▼

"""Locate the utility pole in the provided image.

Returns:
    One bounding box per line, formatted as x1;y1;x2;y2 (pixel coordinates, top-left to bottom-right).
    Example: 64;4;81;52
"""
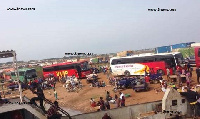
13;51;22;102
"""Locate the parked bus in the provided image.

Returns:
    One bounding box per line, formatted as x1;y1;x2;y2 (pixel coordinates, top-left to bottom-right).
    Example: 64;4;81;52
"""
11;68;37;83
110;52;183;76
43;61;90;78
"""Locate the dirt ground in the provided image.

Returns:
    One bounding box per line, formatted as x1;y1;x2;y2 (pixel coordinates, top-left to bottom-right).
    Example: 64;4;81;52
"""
23;71;196;113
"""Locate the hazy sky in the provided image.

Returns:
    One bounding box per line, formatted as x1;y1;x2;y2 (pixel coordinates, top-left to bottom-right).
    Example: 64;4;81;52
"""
0;0;200;62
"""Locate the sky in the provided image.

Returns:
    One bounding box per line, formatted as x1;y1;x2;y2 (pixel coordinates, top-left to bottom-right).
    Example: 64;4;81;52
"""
0;0;200;63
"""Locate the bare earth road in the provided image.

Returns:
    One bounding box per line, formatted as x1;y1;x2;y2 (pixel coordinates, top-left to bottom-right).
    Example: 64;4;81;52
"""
23;72;196;113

▲

What you are asked to do. Could you reproduce every record above line for line, leaving out the pictures?

Task solution.
"""Locate the utility pole in the provided image.

Returns:
    One bounding box per line, formatted as x1;y1;x2;y2 (pixel coordinates, top-left to bottom-right).
    Example: 64;4;81;52
"""
13;51;22;102
"""Locate the parked bus in the provided image.

Returns:
    One bounding box per line, formatted as x1;y1;x2;y2 (pixel coordinates, top-left to bottom-right).
    Example: 64;4;81;52
"""
11;68;37;83
110;52;183;76
43;61;90;78
"""Locate the dirt ground in the provided image.

Returns:
    One bounding box per line, formatted as x1;y1;x2;y2 (pixel coordinates, top-left to bottom-right).
    Example: 64;4;81;52
"""
23;71;196;113
"""Locate the hazy sky in the provided image.

Returns:
    One bounding box per line, formatted as x1;y1;x2;y2 (pixel coordinates, top-left to bottom-right).
    Example: 64;4;81;52
"""
0;0;200;62
"""Locate the sky in the provided image.

Returns:
    One bounding box per line, formatted as x1;y1;x2;y2 (pixel coordinates, top-left to bottom-right).
    Example: 64;4;81;52
"""
0;0;200;63
"""Locate the bare earth road in the provided image.

Returns:
    One bounding box per line, formatted as x1;y1;x2;y2 (pixel coordinates, top-left to bottom-right).
    Example: 64;4;81;52
"""
23;72;196;113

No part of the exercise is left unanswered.